START Dataset excerpts

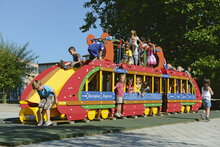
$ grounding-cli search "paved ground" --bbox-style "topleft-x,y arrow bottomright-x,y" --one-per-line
0,104 -> 220,147
19,119 -> 220,147
0,104 -> 21,119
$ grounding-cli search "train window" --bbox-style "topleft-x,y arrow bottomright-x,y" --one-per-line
102,71 -> 112,91
169,79 -> 174,93
88,72 -> 99,91
154,77 -> 160,93
182,80 -> 186,93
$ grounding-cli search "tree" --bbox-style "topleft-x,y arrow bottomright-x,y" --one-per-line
80,0 -> 220,97
0,36 -> 38,103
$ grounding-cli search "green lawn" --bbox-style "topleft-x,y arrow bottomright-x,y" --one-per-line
0,111 -> 220,146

END Dataset excerpts

▶ Task to complete: Rewrite the data above with "train window" changed to "carriage window" wherever it occurs, keeping all other lines identical. Leave the pictures out of your answer.

▶ Final result:
$ grounding-cli search "paved ground" --bbox-style "topleft-x,y arrow bottomright-x,y" --one-per-line
0,104 -> 220,147
19,119 -> 220,147
0,104 -> 21,119
$ grounding-cli search "carriage window" --bbox-style "topleft-x,y arrow bottomright-x,y" --one-per-line
102,71 -> 112,91
169,79 -> 174,93
88,72 -> 99,91
154,77 -> 160,93
182,80 -> 186,93
$ grounding-cli search "tree" --bbox-style "topleft-x,y arrow bottomright-x,y" --one-per-line
80,0 -> 220,97
0,36 -> 38,103
$ grounding-cli search "green lawn" --bbox-style "topleft-x,y arrow bottomright-x,y" --one-per-line
0,111 -> 220,146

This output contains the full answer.